Problem statement
Convert the data from the line containing "Find the policeman" through the end of the data into a Markdown table with the columns Row and Line, omitting blank lines and leaving the pictures out.

Stored dataset items:
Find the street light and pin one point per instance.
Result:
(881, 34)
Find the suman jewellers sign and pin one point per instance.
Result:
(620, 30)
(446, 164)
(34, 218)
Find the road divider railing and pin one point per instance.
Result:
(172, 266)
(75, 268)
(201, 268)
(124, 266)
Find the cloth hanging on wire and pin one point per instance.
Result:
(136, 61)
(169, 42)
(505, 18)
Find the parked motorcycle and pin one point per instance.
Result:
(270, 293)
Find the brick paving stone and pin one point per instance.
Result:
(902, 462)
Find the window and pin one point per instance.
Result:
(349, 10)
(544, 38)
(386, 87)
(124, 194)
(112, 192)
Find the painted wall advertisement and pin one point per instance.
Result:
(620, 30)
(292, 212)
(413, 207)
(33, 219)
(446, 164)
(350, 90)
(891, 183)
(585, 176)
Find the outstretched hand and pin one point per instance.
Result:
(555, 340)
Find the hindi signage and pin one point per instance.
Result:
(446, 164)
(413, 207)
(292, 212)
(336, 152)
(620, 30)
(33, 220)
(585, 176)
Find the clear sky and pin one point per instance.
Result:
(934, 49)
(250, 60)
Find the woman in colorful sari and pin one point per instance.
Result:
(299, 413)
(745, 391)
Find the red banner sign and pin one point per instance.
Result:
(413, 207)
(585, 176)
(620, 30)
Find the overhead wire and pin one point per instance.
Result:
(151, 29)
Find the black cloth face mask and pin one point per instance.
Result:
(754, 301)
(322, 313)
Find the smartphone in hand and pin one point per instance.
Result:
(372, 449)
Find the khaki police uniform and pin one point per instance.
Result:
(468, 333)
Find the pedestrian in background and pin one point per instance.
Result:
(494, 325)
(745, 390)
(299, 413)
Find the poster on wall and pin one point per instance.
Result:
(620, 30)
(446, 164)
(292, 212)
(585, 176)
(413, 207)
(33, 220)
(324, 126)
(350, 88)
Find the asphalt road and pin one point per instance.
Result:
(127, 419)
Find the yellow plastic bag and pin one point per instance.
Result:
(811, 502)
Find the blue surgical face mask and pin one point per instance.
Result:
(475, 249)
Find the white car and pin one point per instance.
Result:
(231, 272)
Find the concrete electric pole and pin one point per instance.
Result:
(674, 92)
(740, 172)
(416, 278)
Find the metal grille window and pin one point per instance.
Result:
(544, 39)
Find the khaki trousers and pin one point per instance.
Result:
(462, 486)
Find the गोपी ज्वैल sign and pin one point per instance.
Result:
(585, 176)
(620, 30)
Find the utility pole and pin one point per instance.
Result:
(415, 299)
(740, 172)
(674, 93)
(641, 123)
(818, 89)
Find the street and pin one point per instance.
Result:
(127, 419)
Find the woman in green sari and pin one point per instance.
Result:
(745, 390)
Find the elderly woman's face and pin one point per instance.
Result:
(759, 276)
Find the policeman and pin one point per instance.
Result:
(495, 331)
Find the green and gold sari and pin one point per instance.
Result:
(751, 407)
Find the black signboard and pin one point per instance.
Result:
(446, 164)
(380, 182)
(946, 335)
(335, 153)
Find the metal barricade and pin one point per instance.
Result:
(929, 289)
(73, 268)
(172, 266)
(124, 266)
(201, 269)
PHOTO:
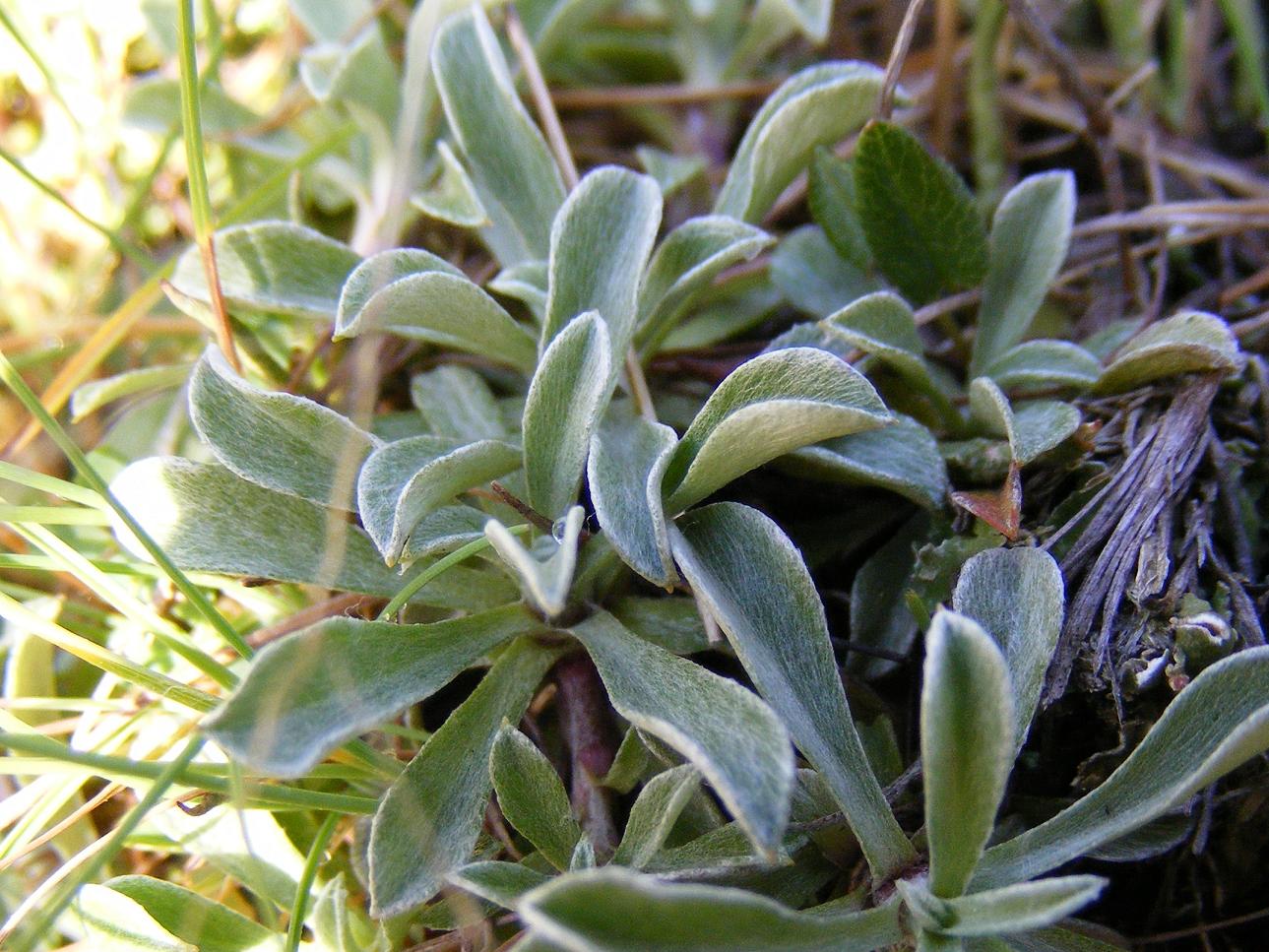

Completed task
| Row | Line |
|---|---|
| 1 | Find the policeman and pin one point per instance. |
| 2 | Result: |
| 3 | (495, 331) |
| 4 | Find the green and gold sari and pin one point per instance. |
| 5 | Result: |
| 6 | (751, 407) |
| 7 | Find the black signboard and pin one point per instance. |
| 8 | Result: |
| 9 | (446, 164) |
| 10 | (380, 182) |
| 11 | (946, 335) |
| 12 | (335, 153) |
| 13 | Find the metal barricade and pin one point per instance. |
| 14 | Result: |
| 15 | (929, 289) |
| 16 | (73, 268) |
| 17 | (172, 266) |
| 18 | (124, 266) |
| 19 | (201, 269) |
| 20 | PHOTO: |